_Try it_: Every line from the line containing "like [(732, 458)]." through the final line below must be returned exactly, and no other line.

▽

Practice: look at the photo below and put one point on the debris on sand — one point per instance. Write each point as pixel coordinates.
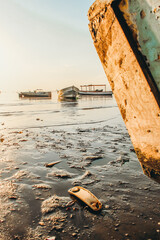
(51, 238)
(86, 174)
(60, 173)
(52, 164)
(87, 197)
(42, 186)
(53, 203)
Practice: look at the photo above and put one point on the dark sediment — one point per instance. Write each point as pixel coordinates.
(35, 203)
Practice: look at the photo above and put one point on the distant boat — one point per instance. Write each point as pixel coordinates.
(35, 94)
(97, 90)
(68, 93)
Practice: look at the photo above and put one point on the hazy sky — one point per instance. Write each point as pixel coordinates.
(46, 44)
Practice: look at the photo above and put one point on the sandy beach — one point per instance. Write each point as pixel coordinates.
(34, 199)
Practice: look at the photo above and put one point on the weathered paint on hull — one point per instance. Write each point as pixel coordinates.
(131, 81)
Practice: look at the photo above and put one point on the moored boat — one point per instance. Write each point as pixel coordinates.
(68, 93)
(93, 90)
(35, 94)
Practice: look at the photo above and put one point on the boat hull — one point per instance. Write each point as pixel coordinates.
(96, 93)
(35, 95)
(130, 79)
(68, 93)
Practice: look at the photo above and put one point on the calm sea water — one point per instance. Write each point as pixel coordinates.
(16, 113)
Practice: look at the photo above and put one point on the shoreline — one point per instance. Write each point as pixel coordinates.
(37, 199)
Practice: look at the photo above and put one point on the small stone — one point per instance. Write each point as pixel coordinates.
(74, 234)
(106, 206)
(41, 223)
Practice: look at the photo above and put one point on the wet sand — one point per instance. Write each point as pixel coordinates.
(34, 199)
(89, 143)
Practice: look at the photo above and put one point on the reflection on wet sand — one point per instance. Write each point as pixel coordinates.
(99, 156)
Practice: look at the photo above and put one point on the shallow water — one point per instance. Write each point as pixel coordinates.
(36, 132)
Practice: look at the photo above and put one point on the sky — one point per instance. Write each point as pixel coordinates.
(46, 44)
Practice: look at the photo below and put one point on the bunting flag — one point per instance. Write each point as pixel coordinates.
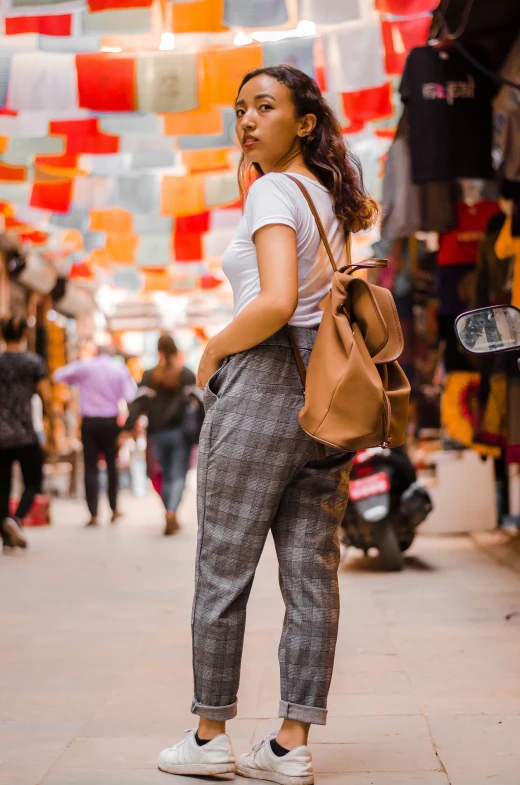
(117, 129)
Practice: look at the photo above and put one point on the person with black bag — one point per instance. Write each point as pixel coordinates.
(175, 415)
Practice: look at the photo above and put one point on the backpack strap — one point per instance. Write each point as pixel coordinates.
(319, 224)
(378, 264)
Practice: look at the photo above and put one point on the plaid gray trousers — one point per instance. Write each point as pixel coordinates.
(258, 471)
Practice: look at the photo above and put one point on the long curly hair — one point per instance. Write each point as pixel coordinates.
(324, 150)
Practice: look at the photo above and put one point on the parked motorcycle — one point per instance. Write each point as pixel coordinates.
(386, 505)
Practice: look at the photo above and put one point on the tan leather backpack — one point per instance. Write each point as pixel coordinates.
(356, 394)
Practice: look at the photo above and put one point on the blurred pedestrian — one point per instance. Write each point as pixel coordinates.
(22, 374)
(103, 383)
(162, 397)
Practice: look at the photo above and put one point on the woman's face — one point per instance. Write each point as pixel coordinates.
(267, 127)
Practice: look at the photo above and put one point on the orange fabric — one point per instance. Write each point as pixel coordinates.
(107, 81)
(157, 281)
(370, 104)
(112, 5)
(114, 220)
(182, 195)
(223, 70)
(17, 174)
(187, 247)
(59, 165)
(198, 121)
(54, 195)
(201, 16)
(399, 37)
(100, 258)
(59, 25)
(122, 248)
(206, 160)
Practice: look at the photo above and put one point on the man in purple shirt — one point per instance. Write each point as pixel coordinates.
(103, 383)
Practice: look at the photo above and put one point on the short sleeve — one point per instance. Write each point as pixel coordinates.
(271, 200)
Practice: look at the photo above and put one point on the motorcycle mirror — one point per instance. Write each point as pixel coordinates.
(489, 330)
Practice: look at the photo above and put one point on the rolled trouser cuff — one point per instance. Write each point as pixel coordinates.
(217, 713)
(293, 711)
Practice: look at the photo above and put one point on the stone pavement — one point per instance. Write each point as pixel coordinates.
(95, 660)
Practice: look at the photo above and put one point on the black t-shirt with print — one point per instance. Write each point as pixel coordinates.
(450, 115)
(20, 372)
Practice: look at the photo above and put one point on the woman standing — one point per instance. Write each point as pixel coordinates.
(258, 470)
(22, 375)
(161, 396)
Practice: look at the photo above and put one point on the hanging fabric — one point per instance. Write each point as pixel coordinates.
(255, 13)
(327, 12)
(298, 52)
(167, 81)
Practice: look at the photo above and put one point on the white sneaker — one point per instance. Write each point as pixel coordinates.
(261, 763)
(15, 532)
(187, 757)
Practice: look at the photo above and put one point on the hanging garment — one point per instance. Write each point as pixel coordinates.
(400, 206)
(460, 246)
(254, 13)
(42, 81)
(508, 246)
(493, 275)
(506, 110)
(354, 57)
(167, 81)
(449, 105)
(298, 52)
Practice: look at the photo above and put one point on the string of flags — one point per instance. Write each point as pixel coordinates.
(117, 143)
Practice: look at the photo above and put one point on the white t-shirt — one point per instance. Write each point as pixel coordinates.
(274, 199)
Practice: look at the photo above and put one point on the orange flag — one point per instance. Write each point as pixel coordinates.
(201, 16)
(223, 70)
(113, 221)
(182, 195)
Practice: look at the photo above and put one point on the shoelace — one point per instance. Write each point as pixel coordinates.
(185, 739)
(260, 744)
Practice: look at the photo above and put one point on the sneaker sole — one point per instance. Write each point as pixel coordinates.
(208, 769)
(14, 532)
(272, 776)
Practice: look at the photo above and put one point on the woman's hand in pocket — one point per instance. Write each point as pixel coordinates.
(209, 364)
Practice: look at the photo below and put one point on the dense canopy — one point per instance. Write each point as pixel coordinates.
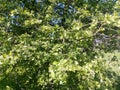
(59, 45)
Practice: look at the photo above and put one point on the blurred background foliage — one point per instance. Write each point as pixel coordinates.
(59, 44)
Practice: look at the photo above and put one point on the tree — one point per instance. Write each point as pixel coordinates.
(58, 44)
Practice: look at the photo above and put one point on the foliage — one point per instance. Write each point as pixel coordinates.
(59, 44)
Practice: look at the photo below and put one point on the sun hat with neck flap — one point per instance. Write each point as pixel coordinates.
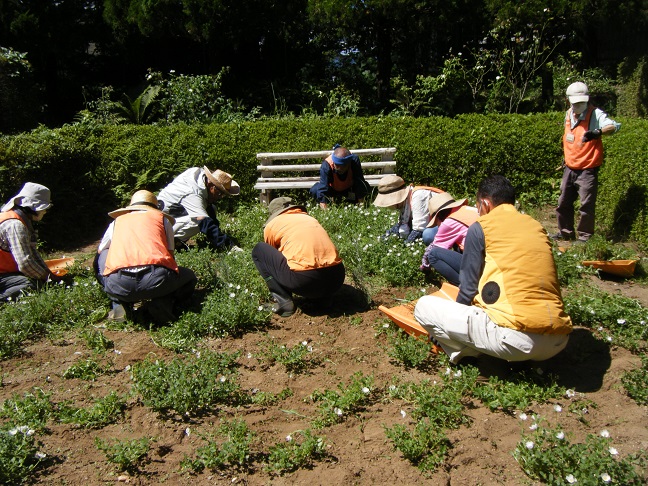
(441, 201)
(223, 181)
(141, 201)
(391, 191)
(32, 196)
(280, 205)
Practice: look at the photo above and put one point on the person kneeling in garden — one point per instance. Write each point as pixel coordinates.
(135, 260)
(449, 223)
(21, 266)
(297, 256)
(509, 304)
(412, 203)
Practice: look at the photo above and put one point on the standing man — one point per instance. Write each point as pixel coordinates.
(135, 260)
(297, 256)
(21, 266)
(583, 150)
(189, 199)
(509, 304)
(340, 177)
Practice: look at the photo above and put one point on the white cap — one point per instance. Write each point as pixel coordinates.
(577, 92)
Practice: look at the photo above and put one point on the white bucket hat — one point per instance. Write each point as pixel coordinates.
(33, 196)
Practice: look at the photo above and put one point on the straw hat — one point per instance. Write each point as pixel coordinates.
(577, 92)
(33, 196)
(441, 201)
(141, 201)
(223, 182)
(279, 205)
(391, 191)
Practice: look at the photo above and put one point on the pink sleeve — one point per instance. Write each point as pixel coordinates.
(450, 232)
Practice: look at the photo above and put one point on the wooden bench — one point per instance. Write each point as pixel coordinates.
(273, 172)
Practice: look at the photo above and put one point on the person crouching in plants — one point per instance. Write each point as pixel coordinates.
(297, 256)
(509, 304)
(412, 204)
(449, 223)
(135, 260)
(21, 266)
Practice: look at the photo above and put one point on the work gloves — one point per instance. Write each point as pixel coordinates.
(592, 135)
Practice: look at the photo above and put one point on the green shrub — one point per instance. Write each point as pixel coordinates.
(548, 456)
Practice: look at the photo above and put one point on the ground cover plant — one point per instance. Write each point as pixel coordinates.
(230, 392)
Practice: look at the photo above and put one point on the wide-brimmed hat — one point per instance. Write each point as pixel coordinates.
(141, 201)
(391, 191)
(223, 182)
(577, 92)
(441, 201)
(279, 205)
(33, 196)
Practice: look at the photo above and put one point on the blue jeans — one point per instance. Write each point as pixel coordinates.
(447, 263)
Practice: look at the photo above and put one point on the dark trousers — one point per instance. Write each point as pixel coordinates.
(283, 281)
(156, 283)
(12, 285)
(584, 185)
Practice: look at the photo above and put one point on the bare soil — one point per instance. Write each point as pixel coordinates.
(344, 342)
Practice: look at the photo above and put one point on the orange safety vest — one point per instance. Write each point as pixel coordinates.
(581, 155)
(8, 263)
(339, 185)
(139, 239)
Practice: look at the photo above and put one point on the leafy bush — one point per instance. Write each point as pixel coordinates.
(19, 454)
(547, 455)
(188, 386)
(127, 454)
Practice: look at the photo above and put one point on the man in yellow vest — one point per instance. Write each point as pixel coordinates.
(341, 176)
(21, 266)
(583, 149)
(135, 260)
(509, 304)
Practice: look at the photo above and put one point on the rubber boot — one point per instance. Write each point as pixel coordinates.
(285, 307)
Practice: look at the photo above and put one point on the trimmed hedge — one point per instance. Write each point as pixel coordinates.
(93, 170)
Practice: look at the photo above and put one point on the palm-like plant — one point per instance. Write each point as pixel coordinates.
(139, 110)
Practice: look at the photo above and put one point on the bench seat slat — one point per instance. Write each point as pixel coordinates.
(315, 167)
(321, 154)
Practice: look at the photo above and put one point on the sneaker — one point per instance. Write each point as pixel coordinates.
(284, 307)
(117, 314)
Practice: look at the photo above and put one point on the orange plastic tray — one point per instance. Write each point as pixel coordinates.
(622, 268)
(403, 315)
(58, 266)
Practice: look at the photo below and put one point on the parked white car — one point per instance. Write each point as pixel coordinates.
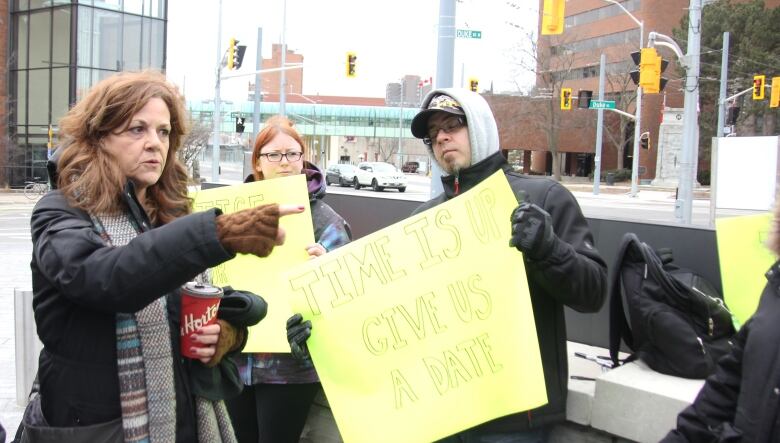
(379, 176)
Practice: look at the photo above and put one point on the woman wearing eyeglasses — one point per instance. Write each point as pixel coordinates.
(279, 388)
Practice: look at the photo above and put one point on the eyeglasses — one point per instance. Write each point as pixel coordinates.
(277, 156)
(448, 125)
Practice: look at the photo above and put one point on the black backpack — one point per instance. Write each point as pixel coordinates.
(679, 324)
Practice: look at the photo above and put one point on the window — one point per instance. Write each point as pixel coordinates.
(40, 38)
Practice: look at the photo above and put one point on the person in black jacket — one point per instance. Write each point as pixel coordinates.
(280, 388)
(111, 248)
(562, 264)
(740, 401)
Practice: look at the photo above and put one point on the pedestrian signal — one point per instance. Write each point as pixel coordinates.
(566, 99)
(351, 59)
(758, 87)
(583, 99)
(644, 140)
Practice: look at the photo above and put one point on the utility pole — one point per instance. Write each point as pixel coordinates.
(638, 113)
(684, 203)
(599, 125)
(258, 86)
(217, 117)
(282, 77)
(401, 122)
(445, 56)
(724, 77)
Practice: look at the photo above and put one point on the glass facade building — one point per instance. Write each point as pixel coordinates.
(58, 50)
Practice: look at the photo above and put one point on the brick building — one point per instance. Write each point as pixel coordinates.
(571, 60)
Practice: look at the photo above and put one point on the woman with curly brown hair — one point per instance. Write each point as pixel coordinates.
(111, 249)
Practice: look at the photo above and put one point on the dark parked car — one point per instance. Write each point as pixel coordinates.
(342, 174)
(410, 167)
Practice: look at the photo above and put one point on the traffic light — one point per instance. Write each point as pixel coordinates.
(552, 17)
(644, 140)
(351, 59)
(651, 66)
(235, 54)
(232, 50)
(583, 99)
(732, 115)
(566, 99)
(758, 87)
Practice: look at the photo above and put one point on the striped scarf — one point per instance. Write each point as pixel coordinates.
(145, 364)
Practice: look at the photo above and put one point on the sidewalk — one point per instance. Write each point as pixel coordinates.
(16, 271)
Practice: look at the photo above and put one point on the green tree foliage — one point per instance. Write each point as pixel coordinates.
(754, 49)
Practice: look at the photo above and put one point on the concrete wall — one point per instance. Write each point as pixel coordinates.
(693, 247)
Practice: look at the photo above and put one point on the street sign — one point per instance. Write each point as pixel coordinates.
(468, 33)
(602, 104)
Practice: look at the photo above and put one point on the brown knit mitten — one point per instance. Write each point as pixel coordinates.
(249, 231)
(230, 338)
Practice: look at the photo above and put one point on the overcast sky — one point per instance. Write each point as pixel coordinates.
(391, 39)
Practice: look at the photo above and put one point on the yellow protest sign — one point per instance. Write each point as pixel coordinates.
(424, 328)
(744, 257)
(261, 275)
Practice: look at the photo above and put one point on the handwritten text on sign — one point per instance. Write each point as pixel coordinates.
(424, 328)
(261, 275)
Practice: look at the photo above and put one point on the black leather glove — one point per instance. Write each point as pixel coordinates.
(298, 331)
(532, 231)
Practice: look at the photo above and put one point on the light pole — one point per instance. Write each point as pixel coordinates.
(638, 113)
(217, 119)
(319, 152)
(282, 78)
(690, 61)
(401, 122)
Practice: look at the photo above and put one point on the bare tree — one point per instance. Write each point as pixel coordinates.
(193, 144)
(623, 91)
(552, 64)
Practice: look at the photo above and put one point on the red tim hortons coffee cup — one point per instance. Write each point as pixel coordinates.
(199, 305)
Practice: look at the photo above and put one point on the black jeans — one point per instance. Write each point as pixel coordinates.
(268, 413)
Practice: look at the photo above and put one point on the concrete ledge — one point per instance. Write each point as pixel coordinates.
(637, 403)
(629, 403)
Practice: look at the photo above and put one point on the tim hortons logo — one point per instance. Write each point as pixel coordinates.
(190, 323)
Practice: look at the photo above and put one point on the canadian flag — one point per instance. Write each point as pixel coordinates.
(426, 81)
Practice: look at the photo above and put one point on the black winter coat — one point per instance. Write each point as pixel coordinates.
(80, 284)
(741, 400)
(575, 276)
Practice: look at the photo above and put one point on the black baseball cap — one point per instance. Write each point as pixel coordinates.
(440, 103)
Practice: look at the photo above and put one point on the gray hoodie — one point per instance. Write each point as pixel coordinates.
(483, 132)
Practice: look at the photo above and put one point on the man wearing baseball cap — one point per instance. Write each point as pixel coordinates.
(562, 265)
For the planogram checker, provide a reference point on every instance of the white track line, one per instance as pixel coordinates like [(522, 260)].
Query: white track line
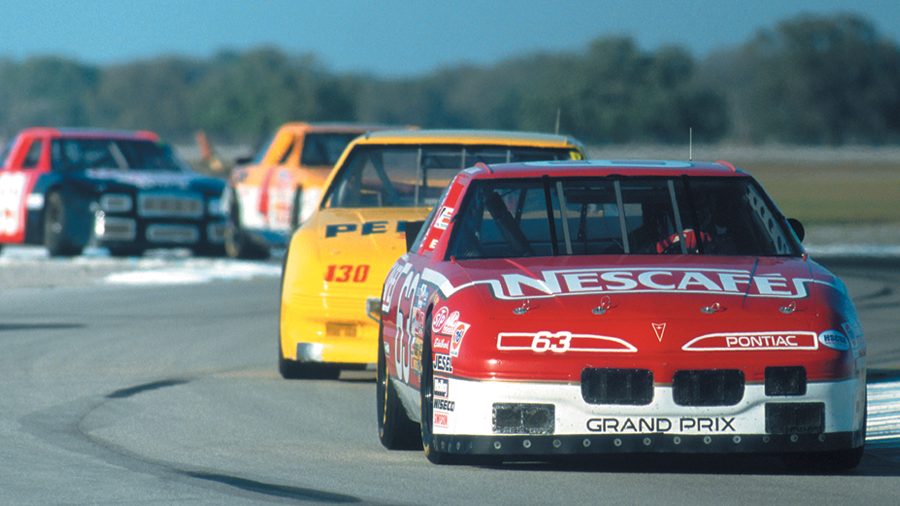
[(883, 420)]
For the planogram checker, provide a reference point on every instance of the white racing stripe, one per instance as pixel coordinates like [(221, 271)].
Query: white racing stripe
[(883, 421)]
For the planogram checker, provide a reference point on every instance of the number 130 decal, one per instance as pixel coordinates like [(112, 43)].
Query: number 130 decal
[(347, 273)]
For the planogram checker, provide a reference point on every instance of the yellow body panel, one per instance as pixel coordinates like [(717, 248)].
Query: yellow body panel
[(279, 174), (340, 257)]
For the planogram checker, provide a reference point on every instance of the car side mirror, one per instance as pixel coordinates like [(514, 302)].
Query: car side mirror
[(412, 231), (798, 228)]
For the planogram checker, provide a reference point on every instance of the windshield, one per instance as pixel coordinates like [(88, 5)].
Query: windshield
[(606, 216), (324, 149), (415, 176), (119, 154)]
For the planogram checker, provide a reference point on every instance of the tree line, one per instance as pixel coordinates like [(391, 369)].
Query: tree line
[(809, 80)]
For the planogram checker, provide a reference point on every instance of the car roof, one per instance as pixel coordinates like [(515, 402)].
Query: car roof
[(600, 168), (473, 137), (91, 133), (335, 127)]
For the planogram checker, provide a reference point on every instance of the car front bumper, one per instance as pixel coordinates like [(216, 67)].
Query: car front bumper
[(466, 421)]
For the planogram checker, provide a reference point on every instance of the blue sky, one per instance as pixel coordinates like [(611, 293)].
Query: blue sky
[(393, 37)]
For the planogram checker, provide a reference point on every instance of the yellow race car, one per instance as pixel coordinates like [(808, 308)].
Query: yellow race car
[(384, 184)]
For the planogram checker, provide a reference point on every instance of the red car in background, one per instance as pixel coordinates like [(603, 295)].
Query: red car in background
[(617, 306)]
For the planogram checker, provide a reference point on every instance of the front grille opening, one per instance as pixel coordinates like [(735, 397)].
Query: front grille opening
[(708, 387), (519, 418), (617, 386), (795, 417), (786, 380)]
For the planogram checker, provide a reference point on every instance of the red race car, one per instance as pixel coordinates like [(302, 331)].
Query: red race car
[(617, 306)]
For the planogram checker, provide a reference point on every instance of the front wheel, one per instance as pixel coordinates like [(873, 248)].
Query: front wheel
[(292, 369), (125, 251), (426, 393), (61, 227)]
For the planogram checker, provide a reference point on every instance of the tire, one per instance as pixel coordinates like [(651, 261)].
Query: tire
[(209, 251), (126, 251), (395, 430), (426, 393), (237, 243), (61, 227), (292, 369), (833, 461)]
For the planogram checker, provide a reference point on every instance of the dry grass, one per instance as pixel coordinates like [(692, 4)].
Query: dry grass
[(840, 192)]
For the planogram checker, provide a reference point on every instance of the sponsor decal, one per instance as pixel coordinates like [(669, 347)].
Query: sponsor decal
[(441, 343), (443, 218), (458, 334), (561, 342), (641, 425), (419, 317), (440, 316), (422, 296), (561, 282), (443, 362), (450, 323), (754, 341), (441, 387), (407, 328), (444, 404), (853, 331), (659, 329), (390, 285), (834, 340), (365, 228), (12, 187)]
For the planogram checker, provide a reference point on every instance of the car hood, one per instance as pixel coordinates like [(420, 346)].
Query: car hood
[(142, 180)]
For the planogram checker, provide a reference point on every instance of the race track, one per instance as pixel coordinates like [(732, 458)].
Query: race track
[(115, 391)]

△

_Answer section_:
For the planogram checker, provide a reference point on every instance of the race track, one per instance as pixel coordinates like [(732, 458)].
Query: race track
[(115, 391)]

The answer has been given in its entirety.